In the piece on Donald Sterling below, list every sentence that contains the words "Cotton Club."

TEXT TO READ →
__________________________________________________

Donald Sterling’s latest ventures in race and sociology make me not only think the guy would feel right at home in 1930’s America, but I also think he wants to capture some of that ol’ Sambo magic and recreate his own private Cotton Club in 2014.

You think I’m being extreme, huh?

Like the famous Jazz club, the Los Angeles Clippers’ Staples Center doesn’t have a race per se, but the venue’s audience is mostly filled with well-heeled White folks who pay plenty of money to watch well-paid Black entertainers.

The Cotton Club’s class and racial barriers were protected by high ticket prices and Jim Crow laws, while Sterling, without the benefit of state and local statutes, can only rely on filling his moat with high ticket prices.


Still, neither the Cotton Club’s owners nor Sterling ever appeared to be down with the idea of seeing a diverse audience, and the latter’s recent babbles caught on tape underscore his long-standing hangups about race.

__________________________________________________

PROVIDED MATERIAL →
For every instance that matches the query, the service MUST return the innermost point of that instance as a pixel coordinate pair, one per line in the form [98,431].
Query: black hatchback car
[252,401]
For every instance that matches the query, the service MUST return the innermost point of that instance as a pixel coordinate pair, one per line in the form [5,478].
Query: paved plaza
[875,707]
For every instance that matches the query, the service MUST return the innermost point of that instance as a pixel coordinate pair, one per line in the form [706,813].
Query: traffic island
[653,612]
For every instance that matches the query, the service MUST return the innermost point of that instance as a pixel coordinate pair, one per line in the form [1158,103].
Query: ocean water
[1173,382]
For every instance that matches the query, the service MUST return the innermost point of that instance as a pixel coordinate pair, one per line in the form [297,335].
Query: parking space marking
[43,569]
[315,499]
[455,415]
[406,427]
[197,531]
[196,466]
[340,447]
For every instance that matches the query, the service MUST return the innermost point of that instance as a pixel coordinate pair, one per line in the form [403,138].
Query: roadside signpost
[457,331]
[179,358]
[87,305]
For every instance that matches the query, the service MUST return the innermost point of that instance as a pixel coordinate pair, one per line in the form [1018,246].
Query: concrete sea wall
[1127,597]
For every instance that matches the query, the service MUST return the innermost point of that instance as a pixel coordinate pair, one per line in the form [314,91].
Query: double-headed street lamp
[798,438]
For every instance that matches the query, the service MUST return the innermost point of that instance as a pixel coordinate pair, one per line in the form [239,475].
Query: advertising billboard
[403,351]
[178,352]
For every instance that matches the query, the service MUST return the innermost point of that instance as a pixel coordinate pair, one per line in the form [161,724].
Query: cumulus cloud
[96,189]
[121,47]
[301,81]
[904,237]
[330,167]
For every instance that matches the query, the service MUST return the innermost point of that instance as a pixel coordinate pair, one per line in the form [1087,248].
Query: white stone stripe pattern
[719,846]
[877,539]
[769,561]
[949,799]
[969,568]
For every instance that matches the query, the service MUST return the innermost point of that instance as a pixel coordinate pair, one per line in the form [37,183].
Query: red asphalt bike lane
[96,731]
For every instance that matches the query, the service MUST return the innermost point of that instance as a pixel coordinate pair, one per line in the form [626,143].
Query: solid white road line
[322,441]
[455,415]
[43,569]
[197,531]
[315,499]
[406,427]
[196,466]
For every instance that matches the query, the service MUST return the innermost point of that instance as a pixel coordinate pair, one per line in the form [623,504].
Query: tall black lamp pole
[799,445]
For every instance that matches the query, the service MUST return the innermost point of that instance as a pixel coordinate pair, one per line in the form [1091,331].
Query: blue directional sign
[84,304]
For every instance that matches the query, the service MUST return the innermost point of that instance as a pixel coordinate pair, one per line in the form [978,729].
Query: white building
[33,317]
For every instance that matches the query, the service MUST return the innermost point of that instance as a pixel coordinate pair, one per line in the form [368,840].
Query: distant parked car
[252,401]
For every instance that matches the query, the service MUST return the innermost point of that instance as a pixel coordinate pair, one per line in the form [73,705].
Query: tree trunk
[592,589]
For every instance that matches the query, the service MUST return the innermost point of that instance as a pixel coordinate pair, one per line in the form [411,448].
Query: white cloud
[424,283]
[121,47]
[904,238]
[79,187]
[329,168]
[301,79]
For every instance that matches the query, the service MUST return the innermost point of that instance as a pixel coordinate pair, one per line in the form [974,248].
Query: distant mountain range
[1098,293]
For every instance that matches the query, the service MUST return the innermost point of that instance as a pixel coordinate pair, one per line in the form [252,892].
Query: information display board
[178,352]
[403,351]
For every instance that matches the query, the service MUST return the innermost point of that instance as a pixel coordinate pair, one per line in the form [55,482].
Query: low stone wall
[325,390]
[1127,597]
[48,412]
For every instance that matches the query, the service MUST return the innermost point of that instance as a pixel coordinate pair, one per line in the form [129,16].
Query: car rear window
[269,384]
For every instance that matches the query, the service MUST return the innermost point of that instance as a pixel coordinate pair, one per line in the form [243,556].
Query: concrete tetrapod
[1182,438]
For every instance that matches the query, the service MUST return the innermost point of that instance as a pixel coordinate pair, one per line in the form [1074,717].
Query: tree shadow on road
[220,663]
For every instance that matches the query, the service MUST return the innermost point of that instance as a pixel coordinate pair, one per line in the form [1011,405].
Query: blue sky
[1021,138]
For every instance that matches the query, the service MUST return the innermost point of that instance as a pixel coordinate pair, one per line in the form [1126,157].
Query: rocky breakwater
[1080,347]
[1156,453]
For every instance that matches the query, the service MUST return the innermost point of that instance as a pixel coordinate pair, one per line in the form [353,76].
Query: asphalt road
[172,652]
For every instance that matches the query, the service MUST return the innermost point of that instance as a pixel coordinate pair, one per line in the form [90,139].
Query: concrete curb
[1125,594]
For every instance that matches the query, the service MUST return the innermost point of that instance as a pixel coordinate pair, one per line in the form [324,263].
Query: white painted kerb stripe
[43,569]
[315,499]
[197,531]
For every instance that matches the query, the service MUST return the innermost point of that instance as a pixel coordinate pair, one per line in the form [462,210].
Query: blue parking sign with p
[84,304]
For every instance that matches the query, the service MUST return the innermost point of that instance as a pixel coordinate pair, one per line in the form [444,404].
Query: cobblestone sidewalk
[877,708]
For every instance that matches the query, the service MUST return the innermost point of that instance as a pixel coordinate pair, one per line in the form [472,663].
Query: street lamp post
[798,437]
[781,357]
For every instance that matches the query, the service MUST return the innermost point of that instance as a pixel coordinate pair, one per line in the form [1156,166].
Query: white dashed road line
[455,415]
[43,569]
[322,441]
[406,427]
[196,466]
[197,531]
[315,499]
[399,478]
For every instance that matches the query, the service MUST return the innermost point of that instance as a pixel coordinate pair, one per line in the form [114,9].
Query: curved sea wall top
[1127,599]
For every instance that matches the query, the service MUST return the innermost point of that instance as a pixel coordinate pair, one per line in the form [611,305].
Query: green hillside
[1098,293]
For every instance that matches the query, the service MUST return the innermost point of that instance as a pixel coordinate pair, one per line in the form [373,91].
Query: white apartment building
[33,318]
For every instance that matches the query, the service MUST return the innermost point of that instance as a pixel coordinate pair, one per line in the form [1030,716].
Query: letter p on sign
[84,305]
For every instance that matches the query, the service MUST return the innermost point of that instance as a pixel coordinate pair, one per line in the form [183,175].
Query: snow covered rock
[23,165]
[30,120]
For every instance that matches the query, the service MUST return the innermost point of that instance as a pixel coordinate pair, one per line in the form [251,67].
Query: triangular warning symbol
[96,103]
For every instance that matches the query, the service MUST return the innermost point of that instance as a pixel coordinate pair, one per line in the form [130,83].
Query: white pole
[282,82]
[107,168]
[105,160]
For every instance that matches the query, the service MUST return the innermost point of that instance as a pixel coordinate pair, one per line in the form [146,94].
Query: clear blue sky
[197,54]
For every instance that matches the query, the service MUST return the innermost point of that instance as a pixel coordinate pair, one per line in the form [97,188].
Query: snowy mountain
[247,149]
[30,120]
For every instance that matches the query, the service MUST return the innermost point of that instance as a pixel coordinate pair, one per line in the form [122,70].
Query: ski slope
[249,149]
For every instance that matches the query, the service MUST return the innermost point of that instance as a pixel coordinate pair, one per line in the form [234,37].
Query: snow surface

__________________________________________________

SOLUTION TO THIS PROBLEM →
- Donald Sterling’s latest ventures in race and sociology make me not only think the guy would feel right at home in 1930’s America, but I also think he wants to capture some of that ol’ Sambo magic and recreate his own private Cotton Club in 2014.
- The Cotton Club’s class and racial barriers were protected by high ticket prices and Jim Crow laws, while Sterling, without the benefit of state and local statutes, can only rely on filling his moat with high ticket prices.
- Still, neither the Cotton Club’s owners nor Sterling ever appeared to be down with the idea of seeing a diverse audience, and the latter’s recent babbles caught on tape underscore his long-standing hangups about race.